_Task to complete_:
All of the data that follows is to be written out exactly, with images excluded.

_Given records_:
┄┄┄┄┄┄┄┄┄┄
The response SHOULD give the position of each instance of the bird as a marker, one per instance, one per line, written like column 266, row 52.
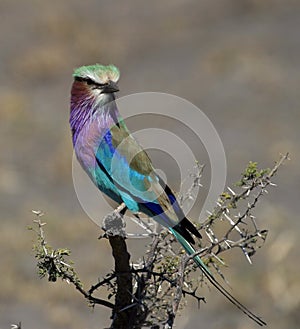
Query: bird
column 119, row 166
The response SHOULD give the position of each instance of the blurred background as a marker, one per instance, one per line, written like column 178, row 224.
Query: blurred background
column 237, row 60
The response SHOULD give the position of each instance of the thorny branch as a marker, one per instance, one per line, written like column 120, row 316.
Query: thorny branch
column 160, row 281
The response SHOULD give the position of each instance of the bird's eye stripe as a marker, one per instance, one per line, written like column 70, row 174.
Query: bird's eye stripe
column 89, row 81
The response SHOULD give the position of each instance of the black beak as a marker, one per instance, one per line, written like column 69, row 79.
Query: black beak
column 111, row 87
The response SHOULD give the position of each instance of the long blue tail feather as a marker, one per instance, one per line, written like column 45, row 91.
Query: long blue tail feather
column 190, row 251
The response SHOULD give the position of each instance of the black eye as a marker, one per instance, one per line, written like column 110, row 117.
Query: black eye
column 89, row 81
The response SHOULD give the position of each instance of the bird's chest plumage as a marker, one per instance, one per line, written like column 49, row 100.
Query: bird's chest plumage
column 94, row 150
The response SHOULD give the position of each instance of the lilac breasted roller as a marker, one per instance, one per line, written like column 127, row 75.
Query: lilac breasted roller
column 118, row 165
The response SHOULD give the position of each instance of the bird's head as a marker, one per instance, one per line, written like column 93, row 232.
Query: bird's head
column 96, row 81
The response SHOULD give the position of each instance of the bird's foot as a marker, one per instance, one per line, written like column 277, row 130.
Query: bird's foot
column 113, row 223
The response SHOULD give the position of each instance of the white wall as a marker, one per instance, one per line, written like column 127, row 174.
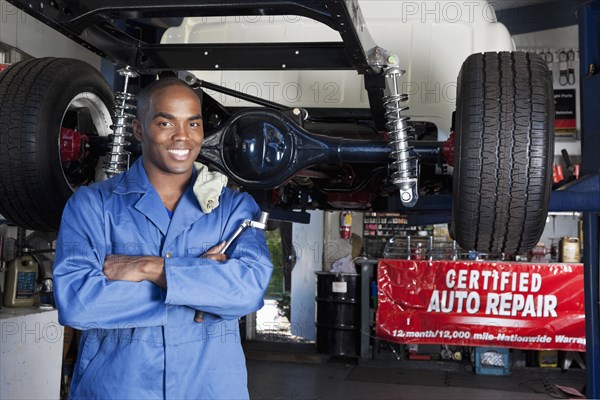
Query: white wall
column 556, row 39
column 24, row 32
column 307, row 240
column 334, row 246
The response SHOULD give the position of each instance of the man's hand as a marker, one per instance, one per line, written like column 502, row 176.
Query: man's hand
column 213, row 253
column 118, row 267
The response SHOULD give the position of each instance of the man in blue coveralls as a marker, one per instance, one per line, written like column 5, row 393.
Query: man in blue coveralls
column 138, row 254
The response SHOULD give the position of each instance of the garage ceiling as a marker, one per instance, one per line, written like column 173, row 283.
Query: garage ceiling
column 525, row 16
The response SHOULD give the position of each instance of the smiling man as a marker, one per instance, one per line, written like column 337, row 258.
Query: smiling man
column 138, row 255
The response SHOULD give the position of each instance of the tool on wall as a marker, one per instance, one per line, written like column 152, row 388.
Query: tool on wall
column 566, row 59
column 346, row 224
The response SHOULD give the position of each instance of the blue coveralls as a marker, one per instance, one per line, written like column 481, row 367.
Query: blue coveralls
column 140, row 341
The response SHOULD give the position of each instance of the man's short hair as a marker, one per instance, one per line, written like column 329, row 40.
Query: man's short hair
column 143, row 98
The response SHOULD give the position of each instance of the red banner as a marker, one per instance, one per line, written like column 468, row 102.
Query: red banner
column 476, row 303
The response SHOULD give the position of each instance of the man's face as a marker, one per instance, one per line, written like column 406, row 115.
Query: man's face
column 170, row 131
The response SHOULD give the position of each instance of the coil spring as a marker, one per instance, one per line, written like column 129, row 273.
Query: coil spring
column 404, row 175
column 124, row 113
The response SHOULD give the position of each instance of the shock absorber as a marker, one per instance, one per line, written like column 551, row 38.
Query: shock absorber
column 405, row 167
column 124, row 113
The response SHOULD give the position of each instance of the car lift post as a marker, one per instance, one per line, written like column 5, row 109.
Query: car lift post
column 589, row 53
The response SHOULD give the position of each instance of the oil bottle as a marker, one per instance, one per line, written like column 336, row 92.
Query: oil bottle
column 21, row 279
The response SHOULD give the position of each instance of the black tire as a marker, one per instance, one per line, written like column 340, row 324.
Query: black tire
column 38, row 97
column 503, row 152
┄┄┄┄┄┄┄┄┄┄
_Your response_:
The response SHOULD give the position of each instance of the bird as a marker, one per instance, one per line, written like column 266, row 52.
Query: bird
column 119, row 166
The response SHOULD give the position of each instance of the blurred background as a marker, one per instance, one per line, written like column 178, row 224.
Query: blurred background
column 237, row 60
The response SHOULD give the position of each instance of the thorny branch as a marker, one per instance, one per line, written like column 120, row 316.
Query: thorny branch
column 160, row 281
The response SHOULD give the position of each instance of the bird's eye stripe as a marker, one per instance, one per line, written like column 70, row 174.
Query: bird's eye stripe
column 89, row 81
The response SHOULD give the position of each instance of the black beak as a marker, one per instance, one per line, written like column 69, row 79.
Query: black beak
column 111, row 87
The response SHOULD give the position of each instance of the long blue tail feather as a marker, one per instance, one per line, written like column 45, row 91.
Query: long blue tail feather
column 190, row 251
The response SHOULD give the position of each instance of the black eye as a marker, one per instance, one per line, written like column 110, row 117.
Query: black eye
column 89, row 81
The response SHOULD give the position of each instance of the bird's chest plumage as a marker, one per instance, one per line, written like column 49, row 100.
Query: bird's chest plumage
column 94, row 150
The response SHOULD give the position of each instance of the lilac breasted roller as a marker, one per instance, one per line, written like column 127, row 75.
Query: lilac breasted roller
column 118, row 165
The response SHOULD give the position of each instance of the bird's head as a marker, one per instance, one per line, written like column 93, row 232.
Query: bird's head
column 96, row 81
The response SHOULD give the position of each instance of the bird's foot as a marker, one per instance, one per line, written like column 277, row 130.
Query: bird's foot
column 113, row 223
The response SHOULD give the position of each instance of the white wall as a marker, one per instance, one per line, written like column 127, row 174.
Query: white wall
column 556, row 39
column 24, row 32
column 307, row 240
column 334, row 246
The response SHOULD give the position of each instance of the man's hand as a marker, one per instance, one per line, written like column 502, row 176.
Query: man's hand
column 213, row 253
column 118, row 267
The response SHOULD give the position of each instance of the man in blue coveralls as a marker, one per instance, one per line, written like column 5, row 393.
Query: man in blue coveralls
column 138, row 254
The response SHOULD give the position of each instance of the garage ceiling as a marker, one per instance, one per line, written like column 173, row 283.
Query: garage ceiling
column 525, row 16
The response SHOULD give the position of each instance of the smiling man as a marker, one per instance, one per line, written like column 337, row 258.
Query: smiling man
column 138, row 255
The response SHOULD give the position of each instance of the tool on wall as a marker, one per instance, one per line, written like column 152, row 388.
Query: tool on wall
column 566, row 59
column 346, row 224
The response SHOULD give the position of each instance of the blue coveralls as a marker, one per instance, one per line, written like column 481, row 367.
Query: blue coveralls
column 140, row 341
The response SHOULD give the position of each instance of the man's short hair as a marker, one per instance, one per line, written like column 329, row 40.
Query: man's short hair
column 143, row 98
The response SHOULD give the position of each instance of the red banner as a marker, one per instance, one per line, written like column 468, row 102.
Query: red banner
column 476, row 303
The response SHOULD give the position of each instance of the man's face as a marker, one per instance, one per line, written like column 406, row 115.
Query: man's face
column 170, row 131
The response SHOULD give the position of each instance of the coil spring as a marker, one per instance, one per line, written like column 129, row 273.
Query: coil spring
column 404, row 175
column 124, row 113
The response SHOULD give the position of each instance of the shock absorber as a marker, one per instance, one per line, written like column 551, row 38.
Query: shock absorber
column 405, row 167
column 124, row 113
The response SHOULD give the position of each instance of the car lift post as a marker, one per instance, one per line, written like column 5, row 109.
Query: car lift post
column 589, row 53
The response SHOULD give the position of each instance of the oil bottle as a marker, one per instance, one per line, written like column 336, row 92.
Query: oil bottle
column 21, row 279
The response SHOULD give the position of each instance of the black tire as a marker, one per instance, one per line, written like column 340, row 324.
Query: black tire
column 38, row 97
column 503, row 152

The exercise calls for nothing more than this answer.